• [Extrait fourni]:
════════════════════

Ce texte est une réponse à l’article de Vincent Touchaleaume « Marxisme et (anti)colonialisme » publié le jeudi 28 juillet sur oumma.com

Lorsque j’ai publié le texte intitulé « La LCR veut récupérer la mémoire des “indigènes” », il était avant tout une réponse à un autre texte paru dans Libération le 6 mai appelant à la création d’un collectif intitulé « devoir de mémoire ». Le texte dans sa première version était d’ailleurs intitulé « devoir de mémoire ou volonté de récup ». Cette initiative, dont Olivier Besancenot était l’un des principaux initiateurs, visait essentiellement à décrédibiliser l’appel à la manifestation pour la commémoration du cinquantième anniversaire des massacres de Sétif et Guelma. Le texte condamnait cette initiative comme « communautariste » et « victimaire ».

Plus généralement, il refusait toutes analyses des rapports de domination selon un angle post-colonial ; c’est-à-dire de comprendre en quoi la société française actuelle est encore le produit de structures sociales héritées de la colonisation. Ce refus me parait extrêmement grave, car il cantonne le fait colonial dans le passé – d’où un simple devoir de mémoire -, ou dans un imaginaire colonial à déconstruire. Ce refus de voir en quoi la société actuelle produit un rapport colonial entre les groupes sociaux est grave et inquiétant, car en niant ce rapport de domination coloniale, il lui permet de se perpétuer.

════════════════════

• [Entrées]:
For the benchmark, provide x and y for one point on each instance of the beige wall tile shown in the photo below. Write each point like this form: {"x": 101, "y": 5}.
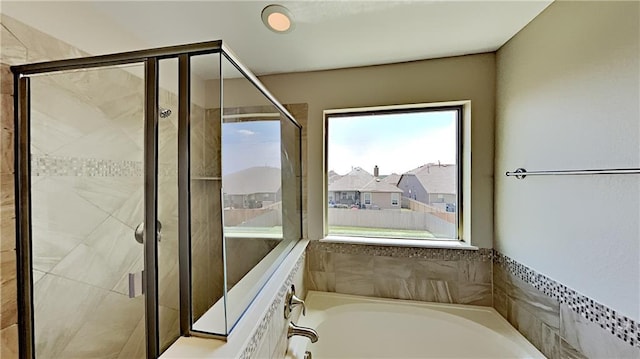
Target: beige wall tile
{"x": 7, "y": 213}
{"x": 12, "y": 52}
{"x": 8, "y": 290}
{"x": 9, "y": 342}
{"x": 6, "y": 146}
{"x": 6, "y": 80}
{"x": 590, "y": 339}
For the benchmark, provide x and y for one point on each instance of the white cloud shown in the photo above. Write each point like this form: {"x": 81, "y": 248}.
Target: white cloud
{"x": 394, "y": 156}
{"x": 246, "y": 132}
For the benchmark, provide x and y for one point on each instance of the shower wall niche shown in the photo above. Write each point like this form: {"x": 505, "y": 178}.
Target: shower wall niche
{"x": 108, "y": 144}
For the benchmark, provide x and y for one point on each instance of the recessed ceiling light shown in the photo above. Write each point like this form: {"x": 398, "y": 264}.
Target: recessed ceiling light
{"x": 277, "y": 18}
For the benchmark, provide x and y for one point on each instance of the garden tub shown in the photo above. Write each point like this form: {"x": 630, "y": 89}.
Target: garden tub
{"x": 361, "y": 327}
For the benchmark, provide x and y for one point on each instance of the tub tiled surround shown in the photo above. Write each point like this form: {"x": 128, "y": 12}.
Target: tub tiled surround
{"x": 557, "y": 320}
{"x": 427, "y": 274}
{"x": 560, "y": 322}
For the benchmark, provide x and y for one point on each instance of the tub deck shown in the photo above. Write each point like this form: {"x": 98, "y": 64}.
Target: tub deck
{"x": 360, "y": 327}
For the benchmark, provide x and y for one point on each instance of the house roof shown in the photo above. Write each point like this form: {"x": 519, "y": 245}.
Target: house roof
{"x": 352, "y": 181}
{"x": 332, "y": 176}
{"x": 391, "y": 179}
{"x": 437, "y": 178}
{"x": 253, "y": 180}
{"x": 377, "y": 185}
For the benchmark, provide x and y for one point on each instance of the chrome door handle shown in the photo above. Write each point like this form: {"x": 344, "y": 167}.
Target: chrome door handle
{"x": 139, "y": 232}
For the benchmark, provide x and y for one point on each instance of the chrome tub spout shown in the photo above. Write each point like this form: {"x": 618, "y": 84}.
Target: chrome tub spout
{"x": 302, "y": 331}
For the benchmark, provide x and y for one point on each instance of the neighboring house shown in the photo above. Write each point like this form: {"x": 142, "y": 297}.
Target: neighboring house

════════════════════

• [Vos consignes]:
Traduisez en anglais, s’il vous plaît, cette phrase de l’extrait fourni : « Le texte condamnait cette initiative comme “communautariste” et “victimaire”. »

• [Réponse rédigée]:
The text condemned this initiative as "communitarian" and "victim-minded."